Text —
=-=-=-=-=

When we think of getting on the road in our cars, our first thoughts may not be that fellow drivers are particularly safe or careful - but human drivers are more reliable than one may expect. For each fatal car crash in the United States, motor vehicles log a whopping hundred million miles on the road.
Human reliability also plays a role in how autonomous vehicles are integrated in the traffic system, especially around safety considerations. Human drivers continue to surpass autonomous vehicles in their ability to make quick decisions and perceive complex environments: Autonomous vehicles are known to struggle with seemingly common tasks, such as taking onor off-ramps, or turning left in the face of oncoming traffic. Despite these enormous challenges, embracing autonomous vehicles in the future could yield great benefits, like clearing congested highways; enhancing freedom and mobility for non-drivers; and boosting driving efficiency, an important piece in fighting climate change.
MIT engineer Cathy Wu envisions ways that autonomous vehicles could be deployed with their current shortcomings, without experiencing a dip in safety. "I started thinking more about the bottlenecks. It’s very clear that the main barrier to deployment of autonomous vehicles is safety and reliability," Wu says.
One path forward may be to introduce a hybrid system, in which autonomous vehicles handle easier scenarios on their own, like cruising on the highway, while transferring more complicated maneuvers to remote human operators. Wu, who is a member of the Laboratory for Information and Decision Systems (LIDS), a Gilbert W. Winslow Assistant Professor of Civil and Environmental Engineering (CEE) and a member of the MIT Institute for Data, Systems, and Society (IDSS), likens this approach to air traffic controllers on the ground directing commercial aircraft.
In a paper published April 12 in IEEE Transactions on Robotics, Wu and co-authors Cameron Hickert and Sirui Li (both graduate students at LIDS) introduced a framework for how remote human supervision could be scaled to make a hybrid system efficient without compromising passenger safety. They noted that if autonomous vehicles were able to coordinate with each other on the road, they could reduce the number of moments in which humans needed to intervene.
Humans and cars: finding a balance that’s just right
For the project, Wu, Hickert, and Li sought to tackle a maneuver that autonomous vehicles often struggle to complete. They decided to focus on merging, specifically when vehicles use an on-ramp to enter a highway. In real life, merging cars must accelerate or slow down in order to avoid crashing into cars already on the road. In this scenario, if an autonomous vehicle was about to merge into traffic, remote human supervisors could momentarily take control of the vehicle to ensure a safe merge. In order to evaluate the efficiency of such a system, particularly while guaranteeing safety, the team specified the maximum amount of time each human supervisor would be expected to spend on a single merge. They were interested in understanding whether a small number of remote human supervisors could successfully manage a larger group of autonomous vehicles, and the extent to which this human-to-car ratio could be improved while still safely covering every merge.

=-=-=-=-=

Dataset entries —
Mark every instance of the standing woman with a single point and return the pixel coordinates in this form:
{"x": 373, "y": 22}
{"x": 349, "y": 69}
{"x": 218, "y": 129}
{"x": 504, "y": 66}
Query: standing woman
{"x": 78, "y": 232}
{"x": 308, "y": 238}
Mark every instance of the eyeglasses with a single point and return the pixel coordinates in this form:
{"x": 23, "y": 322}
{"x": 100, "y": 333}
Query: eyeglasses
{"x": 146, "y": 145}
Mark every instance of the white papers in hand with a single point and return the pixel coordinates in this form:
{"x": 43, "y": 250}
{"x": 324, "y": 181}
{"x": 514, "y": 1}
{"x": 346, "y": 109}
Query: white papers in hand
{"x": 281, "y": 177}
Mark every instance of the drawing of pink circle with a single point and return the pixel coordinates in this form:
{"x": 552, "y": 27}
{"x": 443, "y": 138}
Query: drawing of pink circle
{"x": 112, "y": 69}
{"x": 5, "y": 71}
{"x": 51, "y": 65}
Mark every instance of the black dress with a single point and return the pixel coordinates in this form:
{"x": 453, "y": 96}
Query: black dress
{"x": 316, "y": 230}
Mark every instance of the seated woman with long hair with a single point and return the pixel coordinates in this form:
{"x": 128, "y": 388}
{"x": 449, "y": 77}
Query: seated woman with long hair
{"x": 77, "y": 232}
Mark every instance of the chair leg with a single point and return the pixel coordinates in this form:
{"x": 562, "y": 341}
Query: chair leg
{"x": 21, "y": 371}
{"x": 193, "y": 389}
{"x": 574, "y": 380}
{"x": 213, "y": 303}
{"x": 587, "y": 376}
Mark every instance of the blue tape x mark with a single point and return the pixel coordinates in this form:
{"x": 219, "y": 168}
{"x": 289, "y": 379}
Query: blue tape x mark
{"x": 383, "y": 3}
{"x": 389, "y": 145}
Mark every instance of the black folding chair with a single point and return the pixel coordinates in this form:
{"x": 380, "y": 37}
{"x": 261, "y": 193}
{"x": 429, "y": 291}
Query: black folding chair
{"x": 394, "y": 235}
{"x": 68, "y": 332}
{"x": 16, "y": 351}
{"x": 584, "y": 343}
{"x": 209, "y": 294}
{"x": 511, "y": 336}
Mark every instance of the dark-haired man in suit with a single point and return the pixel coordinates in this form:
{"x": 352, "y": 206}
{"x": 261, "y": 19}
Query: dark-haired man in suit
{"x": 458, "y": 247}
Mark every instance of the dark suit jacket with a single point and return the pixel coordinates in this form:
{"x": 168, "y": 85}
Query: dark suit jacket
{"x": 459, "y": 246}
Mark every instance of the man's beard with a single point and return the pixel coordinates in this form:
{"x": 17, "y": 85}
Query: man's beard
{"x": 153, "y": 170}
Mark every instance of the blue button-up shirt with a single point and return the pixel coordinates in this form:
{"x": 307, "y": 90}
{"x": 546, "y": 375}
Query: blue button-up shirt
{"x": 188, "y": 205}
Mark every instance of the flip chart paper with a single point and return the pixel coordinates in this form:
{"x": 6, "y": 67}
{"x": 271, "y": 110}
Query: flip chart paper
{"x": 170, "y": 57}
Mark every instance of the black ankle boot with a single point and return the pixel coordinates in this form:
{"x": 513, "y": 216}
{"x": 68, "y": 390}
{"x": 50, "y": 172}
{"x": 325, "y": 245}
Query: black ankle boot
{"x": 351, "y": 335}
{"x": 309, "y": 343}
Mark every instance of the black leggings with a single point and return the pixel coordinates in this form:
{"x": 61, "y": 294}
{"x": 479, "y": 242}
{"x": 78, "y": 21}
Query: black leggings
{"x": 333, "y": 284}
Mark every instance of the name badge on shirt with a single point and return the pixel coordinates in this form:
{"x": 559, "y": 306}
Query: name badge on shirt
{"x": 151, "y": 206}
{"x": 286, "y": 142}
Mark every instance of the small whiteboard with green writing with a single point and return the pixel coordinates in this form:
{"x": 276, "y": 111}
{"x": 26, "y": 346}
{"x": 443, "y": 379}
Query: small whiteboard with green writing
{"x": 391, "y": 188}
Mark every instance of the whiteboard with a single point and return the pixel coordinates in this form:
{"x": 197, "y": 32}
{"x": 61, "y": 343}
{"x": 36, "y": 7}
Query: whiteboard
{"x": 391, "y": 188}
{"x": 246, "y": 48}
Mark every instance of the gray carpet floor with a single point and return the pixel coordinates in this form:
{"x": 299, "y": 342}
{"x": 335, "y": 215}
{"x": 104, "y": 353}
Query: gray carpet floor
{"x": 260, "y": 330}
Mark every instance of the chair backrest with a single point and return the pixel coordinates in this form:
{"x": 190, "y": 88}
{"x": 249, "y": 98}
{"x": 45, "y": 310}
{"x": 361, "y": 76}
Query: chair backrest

=-=-=-=-=

Task requirements —
Answer these questions from the text on autonomous vehicles:
(a) In the United States, how many miles do motor vehicles log for each fatal car crash?
(b) In which journal and on what date was the paper by Wu, Hickert, and Li published?
(c) Which maneuver did the team choose to focus on?

Reply to the exercise —
(a) A hundred million miles.
(b) IEEE Transactions on Robotics, on April 12.
(c) Merging, specifically when vehicles use an on-ramp to enter a highway.